I found a nursery in Honeydew that has the plant listed in its plant availability list. Go to:

It may be easier to find Gardenia volkensii, common name Bushveld Gardenia, as its natural habitat is found in the provinces of Gauteng, KwaZulu-Natal, Limpopo, Mpumalanga and North West. You can get more information about this plant at the following sites:


Another very useful lead is Grow Wild. They list both of the above gardenias in their retail list, but contact them to see if they have the plants in stock:

Life is a garden, the website for the Garden Centre Association of S. A., makes mention of the tree in an article but as there are dozens of affiliated nurseries, I have no access to stock lists. Here is a list of the affiliate nurseries in Gauteng:

Kind regards

Thank you Lorraine. I will definitly have a look at the links you sent me.

I have had this plant growing in my garden at Hillville near Taree NSW Australia for nigh on twenty years. It suffered years of neglect, as in I was too busy to look after my garden properly, but since installing an irrigation system last year it finally decided to reward me by sending out seven enormous buds which unfurled into the most sumptuous smelling, gloriously beautiful, glistening white flowers with the petals arranged like the spokes on a parasol. The corolla tubes were about eight inches long, and the flowers large. The petals reflex backward after opening. The plant is now well over head high, growing beside a huge liquidamber on a bank. It is mulched every year when the tree loses it's leaves. I bought this plant at "The Fragrant Garden" at Erina on the Central Coast NSW, which has been closed for many years now. I also bought a specimen of Clethra arborea, the Lily Of The Valley tree last Sept from Dicksonia Rare Plants in Victoria. It has flowered for me over Christmas also. Every leaf axil. Superb!

Hi Railie

Nice to hear from our friends Down Under. I have found our indigenous gardenias to be very forgiving. My Gardenia cornuta was also neglected for many years but has grown well and flowered generously for the last few years. I pass by the bush every evening at present to breathe in the gorgeous perfume.

Segmentation mask data
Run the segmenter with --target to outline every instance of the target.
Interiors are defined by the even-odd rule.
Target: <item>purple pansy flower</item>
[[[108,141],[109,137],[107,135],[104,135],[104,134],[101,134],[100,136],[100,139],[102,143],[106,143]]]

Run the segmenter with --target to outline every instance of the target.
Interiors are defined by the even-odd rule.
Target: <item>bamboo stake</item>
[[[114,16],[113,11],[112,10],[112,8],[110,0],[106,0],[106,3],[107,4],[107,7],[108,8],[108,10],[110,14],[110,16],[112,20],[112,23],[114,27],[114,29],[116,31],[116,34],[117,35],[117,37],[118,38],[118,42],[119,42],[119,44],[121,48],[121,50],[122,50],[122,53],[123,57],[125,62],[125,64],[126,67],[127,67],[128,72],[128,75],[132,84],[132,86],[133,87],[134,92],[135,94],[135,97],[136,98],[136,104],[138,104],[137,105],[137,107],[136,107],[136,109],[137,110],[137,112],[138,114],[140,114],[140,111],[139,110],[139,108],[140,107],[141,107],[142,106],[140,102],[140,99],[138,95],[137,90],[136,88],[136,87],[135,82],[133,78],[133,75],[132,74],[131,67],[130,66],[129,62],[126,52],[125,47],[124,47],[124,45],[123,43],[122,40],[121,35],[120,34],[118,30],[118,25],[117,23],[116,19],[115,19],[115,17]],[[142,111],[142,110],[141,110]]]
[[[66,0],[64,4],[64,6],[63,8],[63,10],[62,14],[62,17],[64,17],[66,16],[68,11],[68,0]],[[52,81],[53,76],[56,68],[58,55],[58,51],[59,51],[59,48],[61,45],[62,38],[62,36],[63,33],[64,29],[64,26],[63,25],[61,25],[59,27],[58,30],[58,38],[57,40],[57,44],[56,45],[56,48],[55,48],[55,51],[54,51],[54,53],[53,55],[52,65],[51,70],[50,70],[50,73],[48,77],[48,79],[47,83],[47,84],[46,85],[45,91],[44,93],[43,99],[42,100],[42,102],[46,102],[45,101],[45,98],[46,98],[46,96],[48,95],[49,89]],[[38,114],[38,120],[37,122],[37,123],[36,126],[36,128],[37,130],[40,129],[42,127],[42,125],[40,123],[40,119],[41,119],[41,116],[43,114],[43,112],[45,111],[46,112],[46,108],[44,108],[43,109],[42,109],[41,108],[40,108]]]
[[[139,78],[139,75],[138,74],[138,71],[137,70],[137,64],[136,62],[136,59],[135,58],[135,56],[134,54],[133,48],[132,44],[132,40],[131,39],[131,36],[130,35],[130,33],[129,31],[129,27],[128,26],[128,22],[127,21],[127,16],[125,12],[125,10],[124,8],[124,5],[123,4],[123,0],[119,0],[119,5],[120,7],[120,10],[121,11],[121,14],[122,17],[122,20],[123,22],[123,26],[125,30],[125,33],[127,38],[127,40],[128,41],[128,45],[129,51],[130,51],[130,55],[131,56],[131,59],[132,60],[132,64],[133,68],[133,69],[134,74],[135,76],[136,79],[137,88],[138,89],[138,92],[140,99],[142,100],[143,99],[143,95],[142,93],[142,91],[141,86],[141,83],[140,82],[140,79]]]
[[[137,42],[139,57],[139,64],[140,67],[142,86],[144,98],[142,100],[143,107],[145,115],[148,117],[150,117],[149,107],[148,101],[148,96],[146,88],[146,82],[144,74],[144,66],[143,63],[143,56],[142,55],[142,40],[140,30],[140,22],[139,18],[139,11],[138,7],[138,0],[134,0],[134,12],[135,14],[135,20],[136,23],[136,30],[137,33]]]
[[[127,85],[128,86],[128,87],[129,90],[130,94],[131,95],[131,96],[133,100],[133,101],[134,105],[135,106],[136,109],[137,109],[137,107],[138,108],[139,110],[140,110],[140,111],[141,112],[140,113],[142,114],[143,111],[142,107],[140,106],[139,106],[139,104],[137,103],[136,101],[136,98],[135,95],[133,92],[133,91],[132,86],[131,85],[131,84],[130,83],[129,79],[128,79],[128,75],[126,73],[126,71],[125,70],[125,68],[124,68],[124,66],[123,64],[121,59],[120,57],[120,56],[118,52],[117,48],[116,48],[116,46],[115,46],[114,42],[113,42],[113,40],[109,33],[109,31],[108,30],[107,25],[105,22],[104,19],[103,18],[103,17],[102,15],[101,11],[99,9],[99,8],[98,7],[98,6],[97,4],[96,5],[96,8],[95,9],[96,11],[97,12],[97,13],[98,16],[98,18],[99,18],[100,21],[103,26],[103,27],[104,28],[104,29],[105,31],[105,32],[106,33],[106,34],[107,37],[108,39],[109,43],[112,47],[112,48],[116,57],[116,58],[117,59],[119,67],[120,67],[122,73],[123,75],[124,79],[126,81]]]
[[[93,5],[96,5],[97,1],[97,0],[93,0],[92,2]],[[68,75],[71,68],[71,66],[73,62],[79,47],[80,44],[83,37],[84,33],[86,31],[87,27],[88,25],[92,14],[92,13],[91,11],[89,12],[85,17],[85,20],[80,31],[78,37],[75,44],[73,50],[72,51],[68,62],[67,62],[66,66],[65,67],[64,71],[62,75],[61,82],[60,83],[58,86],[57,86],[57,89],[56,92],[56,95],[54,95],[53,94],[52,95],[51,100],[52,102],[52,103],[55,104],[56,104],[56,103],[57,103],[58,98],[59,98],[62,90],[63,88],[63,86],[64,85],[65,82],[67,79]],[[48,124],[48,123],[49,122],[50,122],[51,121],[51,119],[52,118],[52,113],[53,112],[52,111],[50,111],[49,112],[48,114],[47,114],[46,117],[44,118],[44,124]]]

To do:
1) List the provinces that the gardenia discussion gives as the natural habitat of Gardenia volkensii.
2) Please pick up the gardenia discussion after its last sentence and write the next part.

Answers below:
1) Gauteng, KwaZulu-Natal, Limpopo, Mpumalanga, North West

2)
I googled Lily Of The Valley tree but there are three trees with this common name:
Clethra arborea from Madeira;
Crinodendron patagua from Chile; and
Oxydendrum arboreum from North America

From the descriptions I would guess you have the first of these - a really beautiful tree. Seems it is uncommon in South Africa as I could not find any references to it being sold here.

Kind regards

We have had a Gardenia Thunbergia for at least 6 years. It looks very healthy with glossy green foliage and is about 1 meter tall. As yet we have had no flowers. What do we need to do to promote flowering ?

Hi John

My sincere apologies for not having replied to your query.

I have no idea how old this plant should be before flowering. When I took over my mom's garden, her specimen must have been at least ten to 15 years old, about a meter tall but rather neglected, although there were a few fruits.

I gave it plenty of water, and a scattering of slow release, organic fertiliser and it produced a few more flowers the next season. During the subsequent seasons (without any further pampering) the quantity of flowers increased steadily and it now produces a satisfying mass.

I can't say whether the improved flowering was a result of the water and fertiliser or if the plant had reached maturity.

There are certain fertilisers available to promote flowering so you might use one of them, or just go with a good layer of Bounceback and a thick layer of mulch to keep the soil moist and friable.

Hope this will jolt the shrub into flowering.

Kind regards

I have had a Gardenia T for a number of years and have always beenpresented with a wonderful display of those wonderfully scented white flowers.
But, and this is a big BUT. The shrub becomes home to hundreds of stink bugs, and the smell can be overpowering.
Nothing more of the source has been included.